> [QUESTIONS]
1 - Retype the passage of the Fujimori protest report running from "Tens of thousands marched" down to "authorizing in 2009.".
2 - According to the Lima protest report, in what year was Fujimori convicted of authorizing the death squad killings?
3 - Write what comes next in the report on the Lima protests against Fujimori's pardon, starting after its last sentence.

> [DOCUMENT PASSAGE]
═══
Tens of thousands in Lima protest release of ex-president Alberto Fujimori

World Today

Demonstrators shout slogans against the pardon of former President Alberto Fujimori while holding the flag of Peru that reads in Spanish: “Pardon is Insult, Assassin”, in Lima, Peru, Thursday, Dec. 28, 2017. Peru’s President Pedro Pablo Kuczynski granted a medical pardon to the former strongman Fujimori who was serving a 25-year sentence for human rights abuses, corruption and the sanctioning of death squads. (AP Photo/Martin Mejia)

‘Never Again’ – It’s become the battle cry of thousands in Peru who are outraged over the Christmas Eve pardon of former president Alberto Fujimori. Many believe the current president did it to gain political support and avoid impeachment.

CGTN’s Dan Collyns reports from Lima.

In Peru, thousands marched in the largest protest since Peru’s former leader Alberto Fujimori had his 25-year jail term for corruption and human rights crimes lifted in a Christmas Eve presidential pardon.

The march began in a jocular fashion. Many there question whether Fujimori – who was granted the pardon on health grounds – is really seriously ill.

The 79-year-old leader was convicted of overseeing rampant corruption in his government in the 1990s. Human rights crimes were carried out by a military death squad under his command. The faces of the innocent victims have convinced many that Fujimori should not have been released.

Tens of thousands marched through Peru’s capital. Leading the march were the families of the victims of the death squad killings the ex-president was convicted of authorizing in 2009.
═══
> [Stored data entries]
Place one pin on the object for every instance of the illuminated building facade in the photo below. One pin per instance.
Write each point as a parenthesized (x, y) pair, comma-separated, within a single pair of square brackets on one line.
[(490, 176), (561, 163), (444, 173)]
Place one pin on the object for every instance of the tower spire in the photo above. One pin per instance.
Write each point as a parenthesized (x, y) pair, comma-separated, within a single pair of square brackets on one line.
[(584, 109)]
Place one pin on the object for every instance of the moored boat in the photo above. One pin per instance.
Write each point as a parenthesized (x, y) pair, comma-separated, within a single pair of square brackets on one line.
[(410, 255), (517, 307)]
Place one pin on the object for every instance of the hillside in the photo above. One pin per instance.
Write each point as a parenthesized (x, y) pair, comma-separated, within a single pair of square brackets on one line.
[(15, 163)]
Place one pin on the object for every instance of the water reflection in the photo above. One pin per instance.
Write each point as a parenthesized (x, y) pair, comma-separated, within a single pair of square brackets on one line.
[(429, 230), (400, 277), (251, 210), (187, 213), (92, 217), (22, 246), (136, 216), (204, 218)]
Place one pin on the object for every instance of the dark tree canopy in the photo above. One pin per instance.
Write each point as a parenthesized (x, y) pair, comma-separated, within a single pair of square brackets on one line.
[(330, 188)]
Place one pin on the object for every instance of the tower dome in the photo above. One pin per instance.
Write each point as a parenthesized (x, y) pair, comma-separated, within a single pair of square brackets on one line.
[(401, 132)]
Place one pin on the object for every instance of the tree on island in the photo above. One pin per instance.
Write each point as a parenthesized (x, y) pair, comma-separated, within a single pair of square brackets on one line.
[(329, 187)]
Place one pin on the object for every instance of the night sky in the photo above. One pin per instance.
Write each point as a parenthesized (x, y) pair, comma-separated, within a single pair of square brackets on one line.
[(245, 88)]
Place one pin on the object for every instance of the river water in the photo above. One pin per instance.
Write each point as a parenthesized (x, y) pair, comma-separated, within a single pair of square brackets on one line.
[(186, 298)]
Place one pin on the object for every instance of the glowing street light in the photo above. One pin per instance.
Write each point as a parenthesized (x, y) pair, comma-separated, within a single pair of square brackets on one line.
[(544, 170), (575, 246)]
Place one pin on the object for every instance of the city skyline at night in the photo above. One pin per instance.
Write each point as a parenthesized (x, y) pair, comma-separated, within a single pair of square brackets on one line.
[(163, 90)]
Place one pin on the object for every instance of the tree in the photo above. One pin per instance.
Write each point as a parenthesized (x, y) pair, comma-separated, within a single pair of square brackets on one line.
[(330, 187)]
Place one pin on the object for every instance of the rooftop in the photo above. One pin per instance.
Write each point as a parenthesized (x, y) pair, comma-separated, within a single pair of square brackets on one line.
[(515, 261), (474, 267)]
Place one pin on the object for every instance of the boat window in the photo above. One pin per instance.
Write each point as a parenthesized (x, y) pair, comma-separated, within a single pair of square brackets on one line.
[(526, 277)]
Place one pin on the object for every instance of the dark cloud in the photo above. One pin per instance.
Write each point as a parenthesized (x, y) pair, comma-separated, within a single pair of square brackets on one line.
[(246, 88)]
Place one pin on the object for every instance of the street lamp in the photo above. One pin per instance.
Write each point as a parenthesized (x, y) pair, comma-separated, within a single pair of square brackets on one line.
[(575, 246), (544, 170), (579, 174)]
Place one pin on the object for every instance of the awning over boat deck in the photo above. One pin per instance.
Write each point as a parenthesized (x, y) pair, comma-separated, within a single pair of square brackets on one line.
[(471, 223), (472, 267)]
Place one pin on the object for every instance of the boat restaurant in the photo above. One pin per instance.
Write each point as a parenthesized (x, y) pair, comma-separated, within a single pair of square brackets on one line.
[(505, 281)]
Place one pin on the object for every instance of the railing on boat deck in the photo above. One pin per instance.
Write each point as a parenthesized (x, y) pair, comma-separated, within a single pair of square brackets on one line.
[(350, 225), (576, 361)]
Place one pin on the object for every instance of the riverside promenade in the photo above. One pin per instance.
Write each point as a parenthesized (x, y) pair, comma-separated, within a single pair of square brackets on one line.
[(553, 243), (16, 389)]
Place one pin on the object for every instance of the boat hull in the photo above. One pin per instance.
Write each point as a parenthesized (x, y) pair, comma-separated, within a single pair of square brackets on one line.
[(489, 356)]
═══
> [ANSWERS PROVIDED]
1 -
Tens of thousands marched through Peru’s capital. Leading the march were the families of the victims of the death squad killings the ex-president was convicted of authorizing in 2009.

2 - 2009

3 -
“For many years, we have marched and now we have had to take to the streets again because of this pardon for Fujimori,” mother of a death squad victim said. “He has not completed the jail sentence which he deserves and that’s an insult to the families.”

Many directed their anger at President Pedro Pablo Kuczynski – chanting that he should go. 

“The president has lost all legitimacy, and he should resign and convene new elections,” Maria Isabel Cedano, feminist activist said.

The current president has said it was time to ‘turn the page’ in the interests of national reconciliation. But critics accuse him of pardoning Fujimori in an alleged deal with his party to avoid impeachment.

Fujimori – from a hospital bed – asked for forgiveness from those Peruvians he had ‘let down” but did not apologize for his crimes.

That has done nothing to lessen the outrage and the international criticism over the move. Meanwhile, both Kuczynski and Fujimori’s daughter Keiko have been questioned by prosecutors over alleged links to the corruption-riddled Brazilian firm Odebrecht.